■ **Source material**
########
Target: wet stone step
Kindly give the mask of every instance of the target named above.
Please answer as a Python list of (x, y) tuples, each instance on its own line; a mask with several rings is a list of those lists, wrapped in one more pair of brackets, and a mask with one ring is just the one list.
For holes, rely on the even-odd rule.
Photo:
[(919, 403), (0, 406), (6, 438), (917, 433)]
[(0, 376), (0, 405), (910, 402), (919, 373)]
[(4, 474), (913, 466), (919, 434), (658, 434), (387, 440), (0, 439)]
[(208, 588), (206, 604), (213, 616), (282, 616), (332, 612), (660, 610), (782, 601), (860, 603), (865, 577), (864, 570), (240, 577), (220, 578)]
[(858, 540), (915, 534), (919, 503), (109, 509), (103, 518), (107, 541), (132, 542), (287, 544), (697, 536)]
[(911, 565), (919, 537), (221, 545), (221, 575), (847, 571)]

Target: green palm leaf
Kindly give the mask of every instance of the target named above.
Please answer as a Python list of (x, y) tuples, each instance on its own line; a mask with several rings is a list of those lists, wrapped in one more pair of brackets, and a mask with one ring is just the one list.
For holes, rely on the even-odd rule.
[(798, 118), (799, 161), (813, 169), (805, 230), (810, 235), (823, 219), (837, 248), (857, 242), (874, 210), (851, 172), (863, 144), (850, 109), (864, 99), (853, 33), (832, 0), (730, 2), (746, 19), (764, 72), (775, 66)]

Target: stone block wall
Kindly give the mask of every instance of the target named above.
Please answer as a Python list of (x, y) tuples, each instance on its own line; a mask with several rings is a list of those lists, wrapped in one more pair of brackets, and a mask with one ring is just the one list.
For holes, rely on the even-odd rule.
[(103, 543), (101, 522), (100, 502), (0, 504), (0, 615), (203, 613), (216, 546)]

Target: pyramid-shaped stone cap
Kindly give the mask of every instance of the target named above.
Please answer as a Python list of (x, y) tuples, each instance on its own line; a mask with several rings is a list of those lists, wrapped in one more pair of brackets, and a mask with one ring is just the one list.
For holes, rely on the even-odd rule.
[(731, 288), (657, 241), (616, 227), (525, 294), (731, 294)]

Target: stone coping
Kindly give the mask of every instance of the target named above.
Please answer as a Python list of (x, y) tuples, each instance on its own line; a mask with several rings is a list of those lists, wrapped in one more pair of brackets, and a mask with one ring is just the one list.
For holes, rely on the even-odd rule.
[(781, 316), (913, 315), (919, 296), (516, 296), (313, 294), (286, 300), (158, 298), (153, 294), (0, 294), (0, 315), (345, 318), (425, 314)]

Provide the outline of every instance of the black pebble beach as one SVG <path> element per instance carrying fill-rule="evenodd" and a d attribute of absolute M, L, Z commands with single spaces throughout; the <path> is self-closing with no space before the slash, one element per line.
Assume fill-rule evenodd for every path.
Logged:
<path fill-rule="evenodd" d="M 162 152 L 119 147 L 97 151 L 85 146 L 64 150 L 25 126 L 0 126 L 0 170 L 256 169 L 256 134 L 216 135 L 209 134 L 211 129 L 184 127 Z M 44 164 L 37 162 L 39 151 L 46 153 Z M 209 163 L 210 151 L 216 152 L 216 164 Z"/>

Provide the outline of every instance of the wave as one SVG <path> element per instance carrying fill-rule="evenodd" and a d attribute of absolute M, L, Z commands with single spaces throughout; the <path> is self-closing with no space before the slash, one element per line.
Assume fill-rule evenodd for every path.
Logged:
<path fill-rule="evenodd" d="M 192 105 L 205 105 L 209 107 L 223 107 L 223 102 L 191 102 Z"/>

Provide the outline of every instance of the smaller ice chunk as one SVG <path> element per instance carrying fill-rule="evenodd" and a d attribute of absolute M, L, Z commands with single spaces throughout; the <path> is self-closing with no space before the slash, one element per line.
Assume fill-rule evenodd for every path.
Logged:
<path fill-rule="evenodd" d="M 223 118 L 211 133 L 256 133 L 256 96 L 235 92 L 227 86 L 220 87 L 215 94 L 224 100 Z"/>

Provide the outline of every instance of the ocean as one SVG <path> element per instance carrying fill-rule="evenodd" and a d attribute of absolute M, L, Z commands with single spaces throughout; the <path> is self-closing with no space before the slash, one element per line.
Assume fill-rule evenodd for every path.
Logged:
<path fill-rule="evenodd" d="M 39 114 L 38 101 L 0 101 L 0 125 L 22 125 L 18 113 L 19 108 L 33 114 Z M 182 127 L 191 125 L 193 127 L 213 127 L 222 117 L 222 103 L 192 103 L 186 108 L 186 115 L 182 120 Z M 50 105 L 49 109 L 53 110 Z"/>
########
■ **Goal**
Swap "every instance" for "each instance" everywhere in the records above and leave every other character unchanged.

■ **Complete output**
Target: wet stone step
Kindly give the mask of each instance of the target named above.
Please answer as a Python list of (x, y) tuples, each instance on its own line; a mask with several rings is a list of those lists, wrapped in one more pair of brackets, and a mask with one ring is just the one list.
For holes, rely on the even-odd rule.
Photo:
[(919, 403), (0, 406), (6, 438), (917, 433)]
[(0, 376), (0, 405), (910, 402), (919, 373)]
[(4, 474), (913, 466), (919, 434), (658, 434), (387, 440), (0, 439)]
[(208, 588), (206, 604), (213, 616), (282, 616), (332, 612), (660, 610), (782, 601), (860, 603), (865, 577), (864, 570), (240, 577), (220, 578)]
[(858, 540), (915, 534), (919, 503), (109, 509), (103, 518), (107, 541), (132, 542), (287, 544), (697, 536)]
[(911, 565), (919, 537), (221, 545), (221, 575), (847, 571)]

Target: green palm leaf
Kindly give the mask of each instance of the target named above.
Please answer as a Python list of (x, y) tuples, each instance on its own line; a mask with several rings is a list of those lists, wrapped in one more pair of brackets, and a mask with one ring is just the one list.
For holes, rely on the even-odd rule.
[(798, 118), (799, 161), (813, 169), (805, 230), (810, 235), (823, 219), (837, 248), (857, 242), (874, 210), (851, 172), (863, 144), (850, 109), (864, 99), (853, 33), (832, 0), (730, 2), (746, 19), (764, 72), (775, 66)]

Target: stone block wall
Kindly give the mask of each instance of the target named above.
Please answer as a Python list of (x, y) tuples, each instance on its own line; a mask with several rings is a list of those lists, wrapped in one more pair of brackets, and a mask with one ring is just the one list.
For holes, rely on the even-odd rule.
[(103, 543), (101, 522), (100, 502), (0, 504), (0, 615), (203, 613), (216, 546)]

Target: pyramid-shaped stone cap
Kindly give the mask of each instance of the target named above.
Please answer as a Python list of (x, y) tuples, each instance on its own line; a mask with several rings is a list of those lists, wrapped in one more pair of brackets, and a mask with one ring is just the one list.
For holes, rely on the even-odd rule.
[(731, 288), (657, 241), (616, 227), (525, 294), (731, 294)]

Target: stone coping
Kindly give the mask of each instance of the target named above.
Please answer as a Python list of (x, y) tuples, each instance on its own line; a mask with several rings is a list of those lists, wrapped in one more pair of brackets, and a mask with one ring is just the one list.
For holes, rely on the even-odd rule.
[(781, 316), (913, 315), (919, 296), (516, 296), (313, 294), (286, 300), (158, 298), (153, 294), (0, 294), (0, 315), (345, 318), (425, 314)]

Provide the outline of each instance of the black pebble beach as one SVG <path> element per instance carrying fill-rule="evenodd" and a d attribute of absolute M, L, Z commands with single spaces throughout; the <path> is self-closing with no space before the slash, one element per line.
Assume fill-rule evenodd for every path.
Logged:
<path fill-rule="evenodd" d="M 162 152 L 119 147 L 97 151 L 85 146 L 64 150 L 25 126 L 0 126 L 0 170 L 256 169 L 256 134 L 216 135 L 209 134 L 211 129 L 184 127 Z M 44 164 L 37 162 L 39 151 L 46 153 Z M 209 163 L 210 151 L 216 152 L 216 164 Z"/>

Provide the outline of each instance of the wave as one SVG <path> element per instance carrying fill-rule="evenodd" and a d attribute of absolute M, L, Z commands with single spaces throughout; the <path> is self-closing with no space before the slash, one element per line.
Assume fill-rule evenodd for every path.
Logged:
<path fill-rule="evenodd" d="M 192 105 L 205 105 L 209 107 L 223 107 L 223 102 L 191 102 Z"/>

Provide the outline of each instance of the smaller ice chunk as one SVG <path> element per instance carrying fill-rule="evenodd" and a d attribute of absolute M, L, Z commands with single spaces throughout; the <path> is self-closing with no space before the slash, one element per line.
Assume fill-rule evenodd for every path.
Logged:
<path fill-rule="evenodd" d="M 223 118 L 211 133 L 256 133 L 256 96 L 235 92 L 227 86 L 220 87 L 215 94 L 224 100 Z"/>

Provide the outline of each instance of the ocean as one SVG <path> element per instance carrying fill-rule="evenodd" and a d attribute of absolute M, L, Z commands with single spaces throughout; the <path> is self-closing with no space before the slash, one element per line.
Assume fill-rule evenodd for every path.
Logged:
<path fill-rule="evenodd" d="M 39 114 L 38 101 L 0 101 L 0 125 L 22 125 L 18 113 L 19 108 L 33 114 Z M 182 127 L 191 125 L 193 127 L 213 127 L 222 117 L 222 103 L 192 103 L 186 108 L 186 115 L 182 120 Z M 50 105 L 49 109 L 53 110 Z"/>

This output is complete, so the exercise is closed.